| Page text |
++++++++++
Unfortunately, it doesn't look like it will do very well in the American box office.  It will be up to the international audience to support the movie.


----------



## Detective (Aug 15, 2015)

Fuck you America


----------



## teddy (Aug 15, 2015)

Yeah, there was only a handful of people watching it in the theatre i was in 


shame because it was a lot of fun


----------



## Rukia (Aug 15, 2015)

It sounds like some other markets are helping out:


----------



## Lucaniel (Aug 28, 2015)

Lucaniel said:


> *The Berlin File*
> 
> korean spy action movie. not good. some of the fights were fun, but in general it was dull, grey, and generic, with a plot that was both convoluted and badly-put-together, with motivations and positions being vague for several characters. and korean actors should in general be required to speak english as little as possible because it's cringe-inducing to hear. one bright spot was that one of the bad guys was haissam haqqani from homeland, which was...unexpected
> 
> ...




      .


----------



## Detective (Aug 28, 2015)

Fuck you Luc


----------



## Rukia (Aug 28, 2015)

Luc.  Did you like Rogue Nation?


----------



## Kuromaku (Aug 29, 2015)
++++++++++
| Excerpted records |
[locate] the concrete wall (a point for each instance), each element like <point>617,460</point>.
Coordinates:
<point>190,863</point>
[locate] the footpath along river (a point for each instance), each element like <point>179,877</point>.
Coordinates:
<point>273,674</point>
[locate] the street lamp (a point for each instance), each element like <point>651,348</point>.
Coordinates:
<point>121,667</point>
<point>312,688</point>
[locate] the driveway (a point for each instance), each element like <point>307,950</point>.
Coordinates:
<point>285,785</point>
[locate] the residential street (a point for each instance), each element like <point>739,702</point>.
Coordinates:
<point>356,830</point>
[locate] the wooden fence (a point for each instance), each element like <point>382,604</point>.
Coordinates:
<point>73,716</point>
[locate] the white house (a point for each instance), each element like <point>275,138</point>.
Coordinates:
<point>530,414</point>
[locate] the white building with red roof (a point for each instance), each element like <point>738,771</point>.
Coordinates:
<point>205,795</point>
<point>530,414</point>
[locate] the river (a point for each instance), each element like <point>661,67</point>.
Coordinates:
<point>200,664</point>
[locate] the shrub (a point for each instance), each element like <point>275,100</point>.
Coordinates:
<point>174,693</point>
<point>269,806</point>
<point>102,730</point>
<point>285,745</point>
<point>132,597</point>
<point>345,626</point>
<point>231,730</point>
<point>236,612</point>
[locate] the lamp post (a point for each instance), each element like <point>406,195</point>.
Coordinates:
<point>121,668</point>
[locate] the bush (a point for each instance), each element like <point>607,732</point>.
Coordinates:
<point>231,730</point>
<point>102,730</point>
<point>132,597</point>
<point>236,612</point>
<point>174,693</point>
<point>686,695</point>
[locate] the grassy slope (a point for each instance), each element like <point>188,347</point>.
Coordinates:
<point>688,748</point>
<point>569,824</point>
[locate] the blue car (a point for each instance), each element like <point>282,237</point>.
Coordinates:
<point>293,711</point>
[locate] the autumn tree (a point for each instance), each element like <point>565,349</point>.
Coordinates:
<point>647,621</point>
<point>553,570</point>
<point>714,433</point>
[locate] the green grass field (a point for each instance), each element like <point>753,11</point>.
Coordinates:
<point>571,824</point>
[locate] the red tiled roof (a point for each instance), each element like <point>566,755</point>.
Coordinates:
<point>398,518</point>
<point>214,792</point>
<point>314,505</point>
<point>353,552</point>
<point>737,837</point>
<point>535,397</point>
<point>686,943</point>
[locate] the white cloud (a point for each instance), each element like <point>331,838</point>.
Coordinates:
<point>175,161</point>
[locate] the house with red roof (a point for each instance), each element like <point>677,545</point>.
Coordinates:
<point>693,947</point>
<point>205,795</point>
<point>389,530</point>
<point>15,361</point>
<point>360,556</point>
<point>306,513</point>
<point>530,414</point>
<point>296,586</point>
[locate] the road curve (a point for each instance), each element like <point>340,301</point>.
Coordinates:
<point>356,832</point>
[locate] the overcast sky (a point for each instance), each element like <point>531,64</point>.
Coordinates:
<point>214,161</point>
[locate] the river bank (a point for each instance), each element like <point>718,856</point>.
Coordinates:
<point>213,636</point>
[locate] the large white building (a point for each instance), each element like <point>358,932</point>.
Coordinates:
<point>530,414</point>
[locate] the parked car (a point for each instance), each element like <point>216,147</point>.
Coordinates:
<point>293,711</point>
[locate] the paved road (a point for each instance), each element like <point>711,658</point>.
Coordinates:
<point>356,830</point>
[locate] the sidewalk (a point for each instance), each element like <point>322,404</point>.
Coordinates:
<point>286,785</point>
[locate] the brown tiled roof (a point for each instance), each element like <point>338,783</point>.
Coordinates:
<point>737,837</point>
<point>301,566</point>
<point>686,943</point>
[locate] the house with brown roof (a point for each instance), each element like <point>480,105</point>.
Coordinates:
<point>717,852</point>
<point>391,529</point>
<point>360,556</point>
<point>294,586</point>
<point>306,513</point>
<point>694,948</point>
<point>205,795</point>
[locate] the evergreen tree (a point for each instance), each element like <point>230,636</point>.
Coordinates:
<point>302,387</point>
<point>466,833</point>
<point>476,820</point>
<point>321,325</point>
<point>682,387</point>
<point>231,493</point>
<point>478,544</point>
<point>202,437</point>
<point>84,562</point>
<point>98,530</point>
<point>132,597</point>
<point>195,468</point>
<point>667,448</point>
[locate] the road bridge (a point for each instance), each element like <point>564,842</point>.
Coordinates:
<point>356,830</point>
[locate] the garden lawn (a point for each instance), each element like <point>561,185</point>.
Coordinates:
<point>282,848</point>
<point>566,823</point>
++++++++++
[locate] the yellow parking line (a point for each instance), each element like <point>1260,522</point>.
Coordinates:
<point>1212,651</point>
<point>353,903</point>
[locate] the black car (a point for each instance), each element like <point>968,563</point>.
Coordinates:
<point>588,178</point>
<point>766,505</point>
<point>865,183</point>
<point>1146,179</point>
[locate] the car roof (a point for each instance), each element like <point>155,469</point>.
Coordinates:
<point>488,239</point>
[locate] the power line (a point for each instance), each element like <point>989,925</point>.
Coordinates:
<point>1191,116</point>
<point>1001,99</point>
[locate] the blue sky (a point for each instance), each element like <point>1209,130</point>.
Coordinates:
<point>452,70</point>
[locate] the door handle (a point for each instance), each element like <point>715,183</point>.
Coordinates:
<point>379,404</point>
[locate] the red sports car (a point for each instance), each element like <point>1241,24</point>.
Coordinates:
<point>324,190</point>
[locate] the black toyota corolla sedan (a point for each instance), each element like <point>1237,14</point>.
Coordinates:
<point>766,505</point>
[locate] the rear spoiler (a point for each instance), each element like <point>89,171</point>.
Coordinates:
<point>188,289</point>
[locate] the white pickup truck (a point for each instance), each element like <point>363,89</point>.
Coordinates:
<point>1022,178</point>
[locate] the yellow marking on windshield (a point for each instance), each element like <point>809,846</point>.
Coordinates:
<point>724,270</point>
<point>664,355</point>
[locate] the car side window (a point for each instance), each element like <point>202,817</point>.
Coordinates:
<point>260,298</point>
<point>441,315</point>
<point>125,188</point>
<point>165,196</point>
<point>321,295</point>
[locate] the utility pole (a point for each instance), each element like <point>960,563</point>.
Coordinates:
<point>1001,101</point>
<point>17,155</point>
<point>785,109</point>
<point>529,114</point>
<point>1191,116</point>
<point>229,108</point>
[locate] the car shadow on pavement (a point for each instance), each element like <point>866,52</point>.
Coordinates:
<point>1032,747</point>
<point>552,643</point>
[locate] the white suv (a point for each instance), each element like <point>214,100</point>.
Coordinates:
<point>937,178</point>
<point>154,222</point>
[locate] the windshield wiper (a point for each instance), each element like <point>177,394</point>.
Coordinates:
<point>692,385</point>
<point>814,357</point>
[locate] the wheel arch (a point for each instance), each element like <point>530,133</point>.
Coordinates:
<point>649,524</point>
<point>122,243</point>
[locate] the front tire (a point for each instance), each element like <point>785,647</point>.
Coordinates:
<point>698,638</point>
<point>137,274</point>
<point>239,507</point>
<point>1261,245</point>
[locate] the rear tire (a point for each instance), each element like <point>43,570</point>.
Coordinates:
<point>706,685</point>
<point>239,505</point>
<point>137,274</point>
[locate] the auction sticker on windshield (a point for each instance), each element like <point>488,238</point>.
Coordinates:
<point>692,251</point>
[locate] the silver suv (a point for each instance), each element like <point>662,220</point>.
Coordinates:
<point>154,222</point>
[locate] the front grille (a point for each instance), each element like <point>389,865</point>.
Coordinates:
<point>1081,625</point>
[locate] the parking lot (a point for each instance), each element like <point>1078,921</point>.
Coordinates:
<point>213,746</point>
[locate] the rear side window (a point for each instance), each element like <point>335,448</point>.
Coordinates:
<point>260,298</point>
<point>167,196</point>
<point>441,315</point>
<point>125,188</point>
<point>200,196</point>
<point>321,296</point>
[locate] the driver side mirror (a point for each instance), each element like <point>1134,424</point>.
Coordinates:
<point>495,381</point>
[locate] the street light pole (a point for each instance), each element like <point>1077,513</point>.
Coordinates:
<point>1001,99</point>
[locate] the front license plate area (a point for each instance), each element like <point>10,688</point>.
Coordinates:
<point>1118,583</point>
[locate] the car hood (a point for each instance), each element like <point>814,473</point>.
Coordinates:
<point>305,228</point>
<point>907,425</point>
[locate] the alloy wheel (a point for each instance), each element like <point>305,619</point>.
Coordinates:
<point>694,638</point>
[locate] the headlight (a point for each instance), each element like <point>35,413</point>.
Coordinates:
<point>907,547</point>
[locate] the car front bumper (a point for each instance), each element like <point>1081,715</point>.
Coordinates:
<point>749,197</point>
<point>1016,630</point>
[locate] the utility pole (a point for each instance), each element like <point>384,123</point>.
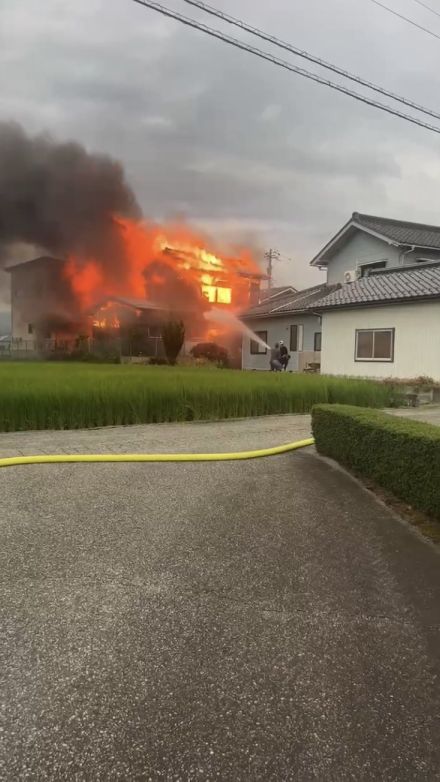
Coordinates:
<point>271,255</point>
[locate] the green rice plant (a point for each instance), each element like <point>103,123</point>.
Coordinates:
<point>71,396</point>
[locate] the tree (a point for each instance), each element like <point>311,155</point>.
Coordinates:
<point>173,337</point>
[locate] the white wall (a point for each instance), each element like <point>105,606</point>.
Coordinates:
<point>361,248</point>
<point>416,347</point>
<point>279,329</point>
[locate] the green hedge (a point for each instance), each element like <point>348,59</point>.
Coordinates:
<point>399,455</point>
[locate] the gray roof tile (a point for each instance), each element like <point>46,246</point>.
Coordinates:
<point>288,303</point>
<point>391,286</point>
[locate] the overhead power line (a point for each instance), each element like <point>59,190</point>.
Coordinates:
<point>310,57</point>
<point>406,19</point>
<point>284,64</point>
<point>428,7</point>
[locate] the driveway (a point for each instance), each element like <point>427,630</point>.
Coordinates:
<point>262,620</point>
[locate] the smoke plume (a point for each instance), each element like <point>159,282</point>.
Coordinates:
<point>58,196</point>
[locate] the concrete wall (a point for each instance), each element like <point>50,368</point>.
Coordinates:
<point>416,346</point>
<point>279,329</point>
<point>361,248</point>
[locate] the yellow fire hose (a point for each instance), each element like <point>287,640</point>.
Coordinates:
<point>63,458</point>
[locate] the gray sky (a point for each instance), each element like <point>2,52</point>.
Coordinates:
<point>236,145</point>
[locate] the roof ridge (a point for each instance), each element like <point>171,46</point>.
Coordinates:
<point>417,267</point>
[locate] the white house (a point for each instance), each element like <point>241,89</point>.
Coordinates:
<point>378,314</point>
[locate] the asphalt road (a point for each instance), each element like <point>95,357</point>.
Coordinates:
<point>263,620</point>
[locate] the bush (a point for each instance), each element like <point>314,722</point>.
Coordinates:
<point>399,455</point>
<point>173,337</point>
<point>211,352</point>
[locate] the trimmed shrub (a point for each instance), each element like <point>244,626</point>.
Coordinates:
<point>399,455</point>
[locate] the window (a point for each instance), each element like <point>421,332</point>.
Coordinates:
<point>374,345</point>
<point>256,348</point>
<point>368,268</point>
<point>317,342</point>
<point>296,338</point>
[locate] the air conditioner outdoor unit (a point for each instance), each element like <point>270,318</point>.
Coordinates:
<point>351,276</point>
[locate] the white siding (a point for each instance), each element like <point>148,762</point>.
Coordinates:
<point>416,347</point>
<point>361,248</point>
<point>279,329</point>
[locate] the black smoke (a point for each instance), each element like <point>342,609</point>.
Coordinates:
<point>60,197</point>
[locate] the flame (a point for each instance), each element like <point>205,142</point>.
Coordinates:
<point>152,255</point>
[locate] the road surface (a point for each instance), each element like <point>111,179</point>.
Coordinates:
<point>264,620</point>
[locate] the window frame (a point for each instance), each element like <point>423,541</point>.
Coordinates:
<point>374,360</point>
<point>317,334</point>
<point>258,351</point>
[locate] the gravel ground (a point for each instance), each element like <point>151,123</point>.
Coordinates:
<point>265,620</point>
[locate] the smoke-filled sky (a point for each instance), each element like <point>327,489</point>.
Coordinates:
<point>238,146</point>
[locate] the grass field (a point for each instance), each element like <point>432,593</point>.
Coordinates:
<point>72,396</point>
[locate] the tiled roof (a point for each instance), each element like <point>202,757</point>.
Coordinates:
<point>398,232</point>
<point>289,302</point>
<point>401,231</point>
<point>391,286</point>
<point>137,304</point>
++++++++++
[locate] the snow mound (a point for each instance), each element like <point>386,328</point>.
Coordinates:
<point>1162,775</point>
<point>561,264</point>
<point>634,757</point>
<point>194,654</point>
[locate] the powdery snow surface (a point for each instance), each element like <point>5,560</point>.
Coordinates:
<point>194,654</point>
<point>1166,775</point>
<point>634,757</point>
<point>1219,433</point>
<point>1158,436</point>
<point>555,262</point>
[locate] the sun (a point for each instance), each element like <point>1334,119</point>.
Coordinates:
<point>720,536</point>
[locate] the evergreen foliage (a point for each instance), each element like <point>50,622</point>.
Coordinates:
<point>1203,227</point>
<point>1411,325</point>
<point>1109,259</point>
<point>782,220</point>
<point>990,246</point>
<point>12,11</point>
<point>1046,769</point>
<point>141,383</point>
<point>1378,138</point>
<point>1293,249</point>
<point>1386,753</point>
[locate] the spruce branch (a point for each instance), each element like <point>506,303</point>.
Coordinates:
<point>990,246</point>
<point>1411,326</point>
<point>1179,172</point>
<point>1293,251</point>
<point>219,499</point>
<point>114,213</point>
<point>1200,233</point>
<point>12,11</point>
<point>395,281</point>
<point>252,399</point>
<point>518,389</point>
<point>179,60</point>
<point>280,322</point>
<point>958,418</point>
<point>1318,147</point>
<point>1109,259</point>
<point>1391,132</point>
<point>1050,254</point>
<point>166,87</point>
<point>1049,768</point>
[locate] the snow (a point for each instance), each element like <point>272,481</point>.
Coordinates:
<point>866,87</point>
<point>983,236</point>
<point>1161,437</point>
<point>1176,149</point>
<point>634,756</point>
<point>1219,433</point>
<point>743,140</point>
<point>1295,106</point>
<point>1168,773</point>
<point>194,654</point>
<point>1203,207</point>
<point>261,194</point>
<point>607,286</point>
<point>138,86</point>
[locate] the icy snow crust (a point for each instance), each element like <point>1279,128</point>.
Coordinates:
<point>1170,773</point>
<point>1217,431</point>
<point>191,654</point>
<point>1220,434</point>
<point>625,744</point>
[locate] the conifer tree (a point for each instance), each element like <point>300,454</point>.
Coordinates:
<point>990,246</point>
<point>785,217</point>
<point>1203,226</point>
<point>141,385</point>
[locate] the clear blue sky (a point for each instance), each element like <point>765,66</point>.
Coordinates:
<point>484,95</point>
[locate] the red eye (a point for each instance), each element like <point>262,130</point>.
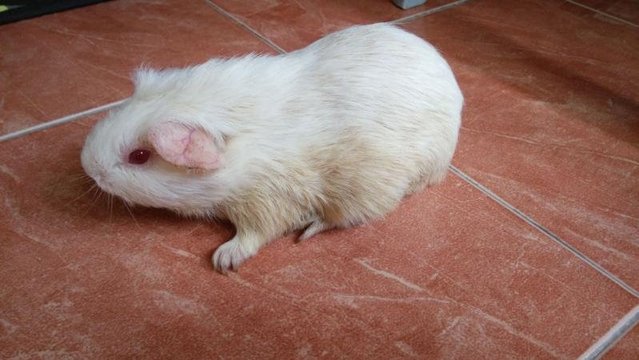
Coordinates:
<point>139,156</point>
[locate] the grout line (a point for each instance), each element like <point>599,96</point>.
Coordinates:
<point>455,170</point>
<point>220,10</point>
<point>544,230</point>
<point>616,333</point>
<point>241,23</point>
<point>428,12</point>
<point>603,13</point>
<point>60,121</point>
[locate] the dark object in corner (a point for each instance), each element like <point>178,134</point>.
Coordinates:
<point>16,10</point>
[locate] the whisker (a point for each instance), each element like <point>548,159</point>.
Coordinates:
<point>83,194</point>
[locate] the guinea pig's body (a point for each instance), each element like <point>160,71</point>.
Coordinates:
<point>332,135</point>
++++++++++
| Given exercise A |
Reproduce the part of the forum thread that begins at the words "Unfortunately, it doesn't" and stops after "support the movie.".
| Given exercise B |
Rewrite the paragraph in the forum thread that starts with "korean spy action movie" as a short bulleted list that keeps its main points.
Rely only on the forum thread for this work.

| Complete answer A |
Unfortunately, it doesn't look like it will do very well in the American box office.  It will be up to the international audience to support the movie.

| Complete answer B |
- A Korean spy action movie, judged not good.
- Some of the fights were fun, but overall it was dull, grey, and generic.
- The plot was convoluted and badly put together, and the motivations and positions of several characters were vague.
- Korean actors should speak English as little as possible because it is cringe-inducing to hear.
- One bright spot was that one of the bad guys was Haissam Haqqani from Homeland, which was unexpected.